= COSA FARE =
Esprimi tutti i record seguenti come elenco numerato, una riga per voce, tralasciando le righe vuote.

(Parte di un file di dati)
_ _ _ _ _ _ _

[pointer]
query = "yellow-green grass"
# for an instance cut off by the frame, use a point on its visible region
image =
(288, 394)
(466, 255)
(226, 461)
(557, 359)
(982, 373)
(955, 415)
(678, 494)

_ _ _ _ _ _ _

= RISPOSTA ALL'ESERCIZIO =
1. [pointer]
2. query = "yellow-green grass"
3. # for an instance cut off by the frame, use a point on its visible region
4. image =
5. (288, 394)
6. (466, 255)
7. (226, 461)
8. (557, 359)
9. (982, 373)
10. (955, 415)
11. (678, 494)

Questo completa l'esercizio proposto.